* Stated exercise
In the listing below, please print the line that contains "Identify each instance of the row" and every line that follows it, exactly.

Entries from a point annotation set:

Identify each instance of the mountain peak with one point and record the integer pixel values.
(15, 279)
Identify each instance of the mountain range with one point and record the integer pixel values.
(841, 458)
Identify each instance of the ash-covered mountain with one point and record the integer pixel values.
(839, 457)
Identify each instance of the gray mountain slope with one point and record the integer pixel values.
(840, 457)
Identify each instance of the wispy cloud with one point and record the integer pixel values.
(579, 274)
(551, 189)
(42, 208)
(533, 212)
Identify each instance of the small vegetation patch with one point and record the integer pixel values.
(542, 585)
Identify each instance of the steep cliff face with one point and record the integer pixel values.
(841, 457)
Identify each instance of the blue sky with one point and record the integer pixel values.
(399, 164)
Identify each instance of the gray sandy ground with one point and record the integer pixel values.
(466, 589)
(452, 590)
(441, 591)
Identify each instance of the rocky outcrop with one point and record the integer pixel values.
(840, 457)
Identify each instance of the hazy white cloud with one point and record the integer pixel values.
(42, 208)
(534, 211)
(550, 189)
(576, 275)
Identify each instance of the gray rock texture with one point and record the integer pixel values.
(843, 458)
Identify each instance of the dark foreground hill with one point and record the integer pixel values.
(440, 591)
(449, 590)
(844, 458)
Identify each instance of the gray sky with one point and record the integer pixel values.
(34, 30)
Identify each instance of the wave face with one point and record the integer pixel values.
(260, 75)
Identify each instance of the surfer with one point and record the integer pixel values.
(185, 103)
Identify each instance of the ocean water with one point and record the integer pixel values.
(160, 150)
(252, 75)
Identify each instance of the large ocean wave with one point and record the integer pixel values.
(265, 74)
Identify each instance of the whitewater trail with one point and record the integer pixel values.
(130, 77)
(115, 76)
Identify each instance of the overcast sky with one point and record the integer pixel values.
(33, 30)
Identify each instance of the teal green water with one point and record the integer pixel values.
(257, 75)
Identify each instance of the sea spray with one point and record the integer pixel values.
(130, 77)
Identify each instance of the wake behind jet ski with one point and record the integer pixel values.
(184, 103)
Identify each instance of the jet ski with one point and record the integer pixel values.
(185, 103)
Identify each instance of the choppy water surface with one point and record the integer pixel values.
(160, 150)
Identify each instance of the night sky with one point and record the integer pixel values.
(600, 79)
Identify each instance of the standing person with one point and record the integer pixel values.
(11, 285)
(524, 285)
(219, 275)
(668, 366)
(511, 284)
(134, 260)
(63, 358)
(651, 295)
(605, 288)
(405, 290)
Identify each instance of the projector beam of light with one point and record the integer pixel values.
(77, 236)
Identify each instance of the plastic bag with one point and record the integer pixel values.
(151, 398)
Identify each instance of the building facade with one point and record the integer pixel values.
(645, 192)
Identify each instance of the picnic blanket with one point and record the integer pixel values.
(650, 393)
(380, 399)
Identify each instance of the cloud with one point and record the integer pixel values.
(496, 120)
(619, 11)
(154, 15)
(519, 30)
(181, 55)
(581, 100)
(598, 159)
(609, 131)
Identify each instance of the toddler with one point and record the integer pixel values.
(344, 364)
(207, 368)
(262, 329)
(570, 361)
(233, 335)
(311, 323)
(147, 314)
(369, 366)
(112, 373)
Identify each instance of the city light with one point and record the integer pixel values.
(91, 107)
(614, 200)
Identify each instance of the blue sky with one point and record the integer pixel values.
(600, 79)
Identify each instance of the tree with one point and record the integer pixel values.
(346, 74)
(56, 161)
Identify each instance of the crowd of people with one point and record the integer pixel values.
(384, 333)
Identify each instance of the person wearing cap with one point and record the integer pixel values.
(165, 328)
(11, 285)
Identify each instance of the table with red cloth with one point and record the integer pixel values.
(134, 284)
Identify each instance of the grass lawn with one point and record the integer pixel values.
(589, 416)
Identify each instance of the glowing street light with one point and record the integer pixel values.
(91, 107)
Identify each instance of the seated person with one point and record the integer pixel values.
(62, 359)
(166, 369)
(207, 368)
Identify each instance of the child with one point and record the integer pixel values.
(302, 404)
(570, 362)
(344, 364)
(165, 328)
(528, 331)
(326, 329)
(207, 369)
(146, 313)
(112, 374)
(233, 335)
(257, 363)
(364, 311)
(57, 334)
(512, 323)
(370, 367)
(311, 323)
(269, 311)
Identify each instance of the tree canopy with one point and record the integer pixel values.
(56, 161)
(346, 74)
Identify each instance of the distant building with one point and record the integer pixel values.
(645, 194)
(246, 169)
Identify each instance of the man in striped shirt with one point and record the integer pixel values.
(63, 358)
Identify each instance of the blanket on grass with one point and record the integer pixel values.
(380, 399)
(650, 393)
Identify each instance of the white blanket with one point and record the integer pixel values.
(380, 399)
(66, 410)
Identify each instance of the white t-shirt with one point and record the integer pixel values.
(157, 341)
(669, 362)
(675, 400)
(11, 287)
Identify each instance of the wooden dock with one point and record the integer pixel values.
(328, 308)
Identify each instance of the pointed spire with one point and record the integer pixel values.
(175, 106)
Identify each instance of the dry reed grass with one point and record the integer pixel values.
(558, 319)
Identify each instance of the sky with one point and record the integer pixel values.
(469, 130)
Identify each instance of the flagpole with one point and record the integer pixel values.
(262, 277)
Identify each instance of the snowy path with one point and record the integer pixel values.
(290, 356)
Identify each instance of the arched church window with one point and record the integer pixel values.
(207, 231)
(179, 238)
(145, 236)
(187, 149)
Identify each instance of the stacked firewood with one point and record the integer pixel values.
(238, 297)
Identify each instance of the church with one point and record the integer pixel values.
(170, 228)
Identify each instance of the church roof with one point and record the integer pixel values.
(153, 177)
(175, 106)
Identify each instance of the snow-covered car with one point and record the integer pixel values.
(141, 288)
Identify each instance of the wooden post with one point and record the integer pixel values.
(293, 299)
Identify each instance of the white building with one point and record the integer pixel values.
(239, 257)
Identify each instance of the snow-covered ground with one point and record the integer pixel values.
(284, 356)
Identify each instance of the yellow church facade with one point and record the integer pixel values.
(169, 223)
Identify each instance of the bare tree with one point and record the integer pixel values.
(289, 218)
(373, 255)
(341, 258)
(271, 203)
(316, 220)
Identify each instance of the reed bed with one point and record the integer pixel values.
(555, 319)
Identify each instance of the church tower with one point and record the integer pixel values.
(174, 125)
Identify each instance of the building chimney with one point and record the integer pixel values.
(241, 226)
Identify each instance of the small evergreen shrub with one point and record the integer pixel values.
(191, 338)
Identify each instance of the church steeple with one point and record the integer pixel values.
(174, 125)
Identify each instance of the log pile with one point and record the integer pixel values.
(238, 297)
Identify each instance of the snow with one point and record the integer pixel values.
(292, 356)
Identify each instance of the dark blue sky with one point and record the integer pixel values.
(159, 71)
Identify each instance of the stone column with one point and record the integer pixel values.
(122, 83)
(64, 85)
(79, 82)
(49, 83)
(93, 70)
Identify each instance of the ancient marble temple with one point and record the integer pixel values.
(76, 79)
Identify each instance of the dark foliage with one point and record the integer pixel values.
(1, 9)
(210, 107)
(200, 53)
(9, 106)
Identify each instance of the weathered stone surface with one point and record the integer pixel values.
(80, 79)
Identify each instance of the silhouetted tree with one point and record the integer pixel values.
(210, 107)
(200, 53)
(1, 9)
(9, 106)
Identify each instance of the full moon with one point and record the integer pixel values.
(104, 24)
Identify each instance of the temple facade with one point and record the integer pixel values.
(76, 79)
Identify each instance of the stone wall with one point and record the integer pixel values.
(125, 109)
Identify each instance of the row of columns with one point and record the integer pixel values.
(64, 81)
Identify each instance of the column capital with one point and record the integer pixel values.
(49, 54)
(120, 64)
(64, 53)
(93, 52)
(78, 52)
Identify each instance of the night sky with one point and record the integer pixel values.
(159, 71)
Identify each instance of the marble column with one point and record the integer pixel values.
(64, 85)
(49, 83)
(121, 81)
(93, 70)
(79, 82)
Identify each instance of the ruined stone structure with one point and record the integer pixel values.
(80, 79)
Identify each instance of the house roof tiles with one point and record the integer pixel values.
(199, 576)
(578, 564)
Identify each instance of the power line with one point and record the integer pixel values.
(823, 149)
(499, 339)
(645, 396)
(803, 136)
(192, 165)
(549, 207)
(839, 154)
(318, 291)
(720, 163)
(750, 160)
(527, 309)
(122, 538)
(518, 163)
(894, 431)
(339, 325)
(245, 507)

* Task response
Identify each instance of the row of columns with one point and record the integer pixel values.
(64, 81)
Identify each instance of the column capital with one point and record the integer pixel values.
(49, 54)
(120, 64)
(64, 53)
(93, 52)
(78, 52)
Identify each instance of the night sky with one point and record the integer pixel values.
(159, 71)
Identify each instance of the marble column with one point and record the integer pixel values.
(64, 85)
(49, 83)
(121, 81)
(93, 70)
(79, 82)
Identify each instance of the ruined stone structure with one point and record the integer pixel values.
(80, 79)
Identify each instance of the house roof tiles with one point and record the integer pixel values.
(199, 576)
(578, 564)
Identify each instance of the power line with one point and record the integer pixel values.
(823, 149)
(499, 339)
(645, 396)
(803, 136)
(192, 165)
(549, 207)
(839, 154)
(318, 291)
(720, 163)
(750, 160)
(527, 309)
(122, 538)
(518, 163)
(894, 431)
(339, 325)
(245, 507)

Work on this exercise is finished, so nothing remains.